Task to complete: Below are records; reproduce exactly the lines from the one containing "query (the noun phrase to segment): dry grass" through the end, both included, and only those.

═════ Input for this task ═════

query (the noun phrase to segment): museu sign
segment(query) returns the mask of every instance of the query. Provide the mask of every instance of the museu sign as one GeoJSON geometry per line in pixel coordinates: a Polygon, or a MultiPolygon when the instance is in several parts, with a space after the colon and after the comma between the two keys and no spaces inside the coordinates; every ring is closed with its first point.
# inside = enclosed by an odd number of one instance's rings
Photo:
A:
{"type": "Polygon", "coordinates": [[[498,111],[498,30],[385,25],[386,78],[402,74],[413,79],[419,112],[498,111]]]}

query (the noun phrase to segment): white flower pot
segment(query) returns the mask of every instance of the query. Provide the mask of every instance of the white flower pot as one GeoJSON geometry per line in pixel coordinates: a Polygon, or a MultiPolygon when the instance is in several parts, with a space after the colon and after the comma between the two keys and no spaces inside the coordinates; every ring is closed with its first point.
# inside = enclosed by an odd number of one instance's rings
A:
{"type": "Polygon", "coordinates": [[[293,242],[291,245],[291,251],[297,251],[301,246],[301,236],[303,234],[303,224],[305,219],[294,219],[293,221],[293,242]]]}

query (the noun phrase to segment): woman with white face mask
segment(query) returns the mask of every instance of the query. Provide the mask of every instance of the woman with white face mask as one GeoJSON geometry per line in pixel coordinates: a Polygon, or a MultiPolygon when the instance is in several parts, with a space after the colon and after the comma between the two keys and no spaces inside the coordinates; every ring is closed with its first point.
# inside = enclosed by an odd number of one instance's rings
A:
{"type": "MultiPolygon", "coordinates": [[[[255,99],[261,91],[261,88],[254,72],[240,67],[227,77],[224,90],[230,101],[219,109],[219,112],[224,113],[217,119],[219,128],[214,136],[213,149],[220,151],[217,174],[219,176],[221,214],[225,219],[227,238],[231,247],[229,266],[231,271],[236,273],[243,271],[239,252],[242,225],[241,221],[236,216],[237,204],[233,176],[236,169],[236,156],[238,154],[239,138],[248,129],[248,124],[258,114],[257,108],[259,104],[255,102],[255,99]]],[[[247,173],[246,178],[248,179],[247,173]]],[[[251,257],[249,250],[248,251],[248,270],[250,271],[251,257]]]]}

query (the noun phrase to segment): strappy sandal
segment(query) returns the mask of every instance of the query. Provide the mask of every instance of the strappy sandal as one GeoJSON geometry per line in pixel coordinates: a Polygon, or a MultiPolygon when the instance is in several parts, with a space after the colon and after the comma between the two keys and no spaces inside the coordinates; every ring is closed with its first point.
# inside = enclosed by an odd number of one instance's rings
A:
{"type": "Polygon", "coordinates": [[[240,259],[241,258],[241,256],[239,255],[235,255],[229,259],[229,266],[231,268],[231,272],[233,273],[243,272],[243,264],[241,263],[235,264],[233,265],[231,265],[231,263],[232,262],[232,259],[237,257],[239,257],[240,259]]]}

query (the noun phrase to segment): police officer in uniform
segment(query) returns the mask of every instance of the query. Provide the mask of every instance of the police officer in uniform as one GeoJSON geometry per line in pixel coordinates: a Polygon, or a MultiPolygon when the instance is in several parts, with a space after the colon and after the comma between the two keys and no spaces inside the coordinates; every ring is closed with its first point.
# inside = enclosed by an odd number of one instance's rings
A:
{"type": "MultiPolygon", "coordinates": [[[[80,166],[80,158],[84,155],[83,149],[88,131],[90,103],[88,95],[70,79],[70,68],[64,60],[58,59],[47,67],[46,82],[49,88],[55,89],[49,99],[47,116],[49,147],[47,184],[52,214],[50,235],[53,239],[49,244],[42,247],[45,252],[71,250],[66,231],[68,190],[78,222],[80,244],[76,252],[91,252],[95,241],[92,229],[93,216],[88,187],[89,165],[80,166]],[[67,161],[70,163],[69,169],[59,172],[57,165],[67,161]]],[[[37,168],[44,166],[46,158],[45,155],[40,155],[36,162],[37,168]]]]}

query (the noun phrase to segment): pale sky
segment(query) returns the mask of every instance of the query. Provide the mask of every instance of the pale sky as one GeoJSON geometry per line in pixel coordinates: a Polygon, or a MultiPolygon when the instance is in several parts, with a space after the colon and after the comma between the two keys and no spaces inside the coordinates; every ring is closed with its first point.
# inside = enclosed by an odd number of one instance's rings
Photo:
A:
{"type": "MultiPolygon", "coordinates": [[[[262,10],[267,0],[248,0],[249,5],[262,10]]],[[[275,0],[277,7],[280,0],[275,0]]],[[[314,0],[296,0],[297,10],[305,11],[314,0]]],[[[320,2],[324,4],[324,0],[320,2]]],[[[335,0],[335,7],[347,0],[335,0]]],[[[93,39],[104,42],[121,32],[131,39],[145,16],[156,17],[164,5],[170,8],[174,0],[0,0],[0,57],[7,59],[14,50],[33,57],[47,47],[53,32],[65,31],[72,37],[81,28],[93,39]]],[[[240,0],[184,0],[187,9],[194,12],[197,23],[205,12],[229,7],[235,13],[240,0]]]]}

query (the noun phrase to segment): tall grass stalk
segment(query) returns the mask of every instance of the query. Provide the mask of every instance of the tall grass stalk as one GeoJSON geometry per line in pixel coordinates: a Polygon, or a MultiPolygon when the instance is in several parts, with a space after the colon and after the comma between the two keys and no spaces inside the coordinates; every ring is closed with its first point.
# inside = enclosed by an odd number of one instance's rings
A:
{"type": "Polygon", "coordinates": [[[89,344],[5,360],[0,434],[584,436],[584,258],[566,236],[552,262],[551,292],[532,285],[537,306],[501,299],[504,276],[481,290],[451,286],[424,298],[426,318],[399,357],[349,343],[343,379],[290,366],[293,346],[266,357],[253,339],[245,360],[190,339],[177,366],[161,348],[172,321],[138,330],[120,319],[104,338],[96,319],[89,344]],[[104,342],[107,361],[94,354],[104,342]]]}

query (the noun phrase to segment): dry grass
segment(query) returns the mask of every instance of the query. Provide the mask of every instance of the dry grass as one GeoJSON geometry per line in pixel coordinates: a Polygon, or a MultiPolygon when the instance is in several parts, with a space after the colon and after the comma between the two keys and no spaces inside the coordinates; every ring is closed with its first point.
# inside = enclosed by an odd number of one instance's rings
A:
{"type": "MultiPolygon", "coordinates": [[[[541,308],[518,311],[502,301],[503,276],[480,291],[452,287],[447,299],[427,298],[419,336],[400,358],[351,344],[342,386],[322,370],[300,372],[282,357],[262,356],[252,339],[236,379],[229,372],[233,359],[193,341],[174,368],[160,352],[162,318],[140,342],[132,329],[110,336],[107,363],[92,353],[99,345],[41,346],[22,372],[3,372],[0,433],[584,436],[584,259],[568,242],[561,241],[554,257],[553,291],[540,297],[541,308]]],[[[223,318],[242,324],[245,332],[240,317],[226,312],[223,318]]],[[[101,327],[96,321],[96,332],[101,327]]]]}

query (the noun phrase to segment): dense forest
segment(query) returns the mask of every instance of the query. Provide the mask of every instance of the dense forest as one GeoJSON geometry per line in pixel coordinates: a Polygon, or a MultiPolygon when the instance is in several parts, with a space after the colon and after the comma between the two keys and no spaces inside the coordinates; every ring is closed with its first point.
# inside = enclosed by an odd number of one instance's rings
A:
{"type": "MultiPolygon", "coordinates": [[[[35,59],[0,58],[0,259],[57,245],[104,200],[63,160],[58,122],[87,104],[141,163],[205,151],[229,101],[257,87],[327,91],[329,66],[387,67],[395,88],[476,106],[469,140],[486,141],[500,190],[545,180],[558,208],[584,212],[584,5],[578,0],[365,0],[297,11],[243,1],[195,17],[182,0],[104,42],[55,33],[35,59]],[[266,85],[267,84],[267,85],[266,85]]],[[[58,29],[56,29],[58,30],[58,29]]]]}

═════

Expected answer:
query (the noun phrase to segment): dry grass
segment(query) returns the mask of every instance of the query. Provide the mask of every instance of the dry grass as one GeoJSON geometry per line in pixel coordinates: a Polygon, or a MultiPolygon when the instance is in several parts, with a space after the colon and after the comma between the two keys and no spaces inside the coordinates; every ring is closed with its first point.
# inside = enclosed by an odd number of one instance's rings
A:
{"type": "MultiPolygon", "coordinates": [[[[541,308],[518,311],[502,301],[503,276],[480,291],[452,287],[447,299],[427,298],[419,336],[400,358],[351,344],[342,386],[322,370],[300,372],[282,357],[262,356],[252,339],[236,379],[229,372],[233,359],[193,341],[174,368],[160,352],[162,318],[140,342],[132,329],[110,336],[107,363],[92,353],[99,345],[41,346],[22,372],[3,372],[0,433],[584,436],[584,259],[568,242],[561,241],[554,257],[553,291],[540,297],[541,308]]],[[[223,318],[242,324],[245,332],[240,317],[226,312],[223,318]]],[[[101,327],[96,321],[96,332],[101,327]]]]}

query (the noun phrase to segment): dense forest
segment(query) returns the mask of every instance of the query. Provide the mask of every instance of the dense forest as one GeoJSON geometry per line in pixel coordinates: a Polygon, or a MultiPolygon when the instance is in several parts, with a space after the colon and after the comma between the two keys and no spaces inside the coordinates; every ring is closed with its first point.
# inside = enclosed by an odd number of one instance's rings
A:
{"type": "MultiPolygon", "coordinates": [[[[35,59],[0,58],[0,259],[57,245],[104,200],[63,160],[58,122],[87,104],[141,163],[205,151],[229,101],[257,87],[327,91],[329,66],[387,67],[395,88],[476,106],[469,140],[486,141],[500,190],[545,180],[558,208],[584,212],[584,5],[578,0],[365,0],[297,11],[243,1],[195,17],[182,0],[104,42],[55,33],[35,59]],[[266,85],[267,84],[267,85],[266,85]]],[[[58,29],[56,29],[58,30],[58,29]]]]}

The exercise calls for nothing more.